═════ Quoted passage

A DRIVER has told how he narrowly escaped serious injury after his car cleared a hedge and flew 8ft in the air before landing in a field near Castle Hill.

Darren Pearce, 23, was driving his Vauxhall Astra at Stirley Hill, Almondbury on Monday night when he ploughed off the road into a farmer’s field.

The crash happened near to Ashes Lane where 54-year-old Diane Lodge was killed in head-on-crash in December.

Mr Pearce, who escaped uninjured said: “I went round the corner and my car didn’t turn and just carried on going straight.

“It flew over the hedge and then dropped down but still kept on going.

“It then spun round and got stuck in the field.”

He added: “It all happened really fast. I was pretty shaken up.

“I tried to get out of the driver’s door but it was stuck so I climbed over and pushed the passenger door and it opened.

“It was dark but I could see the front end was totally wrecked.

“I then got back in and the engine started and I managed to turn it round but it then got stuck again.

“I then walked to the farmer’s cottage and he rang the field’s owner.”

Mr Pearce was on his way from his work as a X-ray service engineer in Armitage Bridge to his home in Shepley when the crash happened.

He added: “I feel very lucky. I know if the car had rolled it could have been a lot worse. I am gutted about my car as it is the worst start to the year. I have just blocked out what could have happened.”

══════════
═════ Record extracts

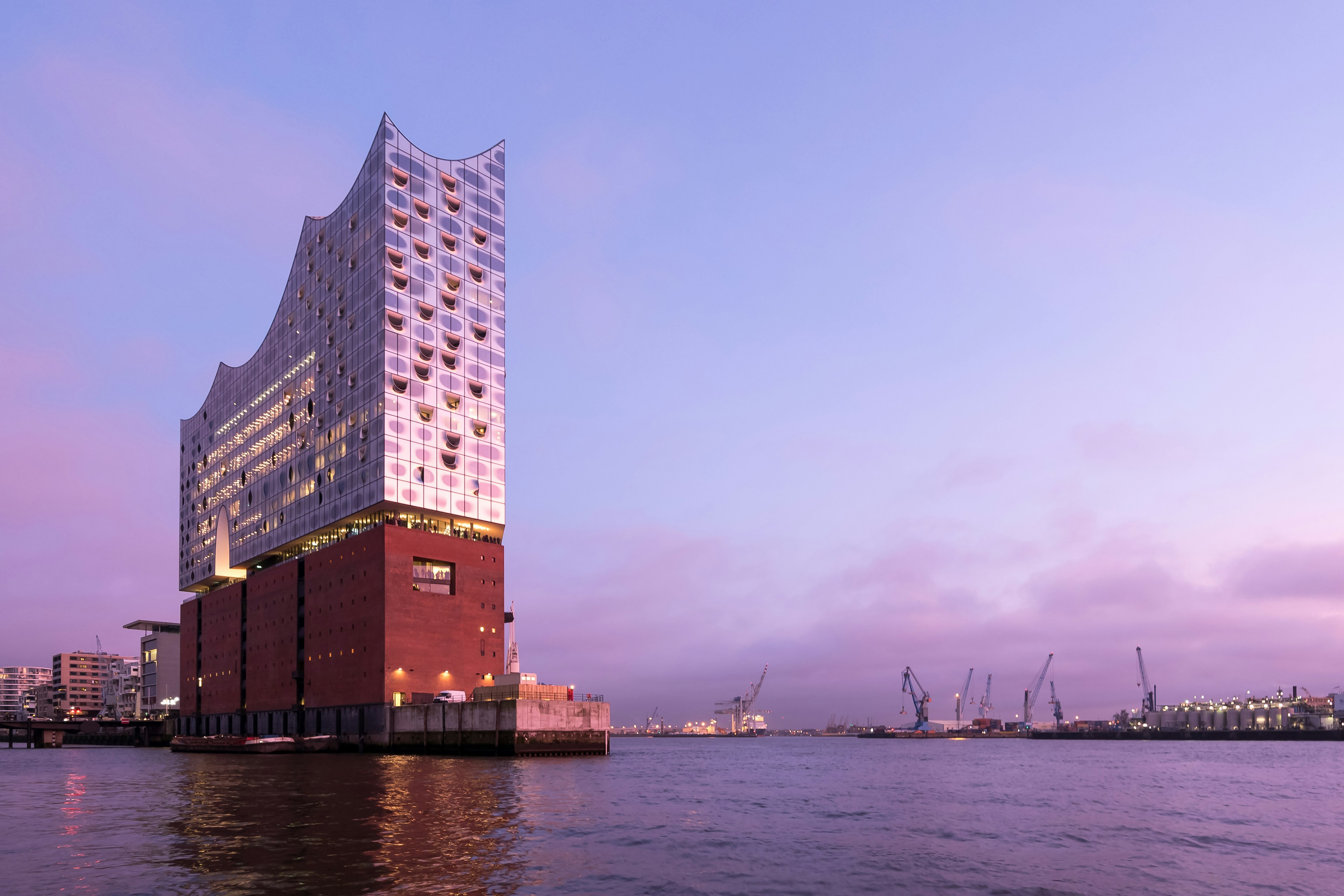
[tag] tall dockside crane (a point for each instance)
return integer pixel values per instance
(910, 686)
(964, 695)
(740, 708)
(1029, 698)
(1150, 691)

══════════

▶ [Exercise requirements] According to the crash report, how did Darren Pearce get out of his car after it landed in the field?

▶ [Reply to the task] The driver's door was stuck, so he climbed over and pushed open the passenger door.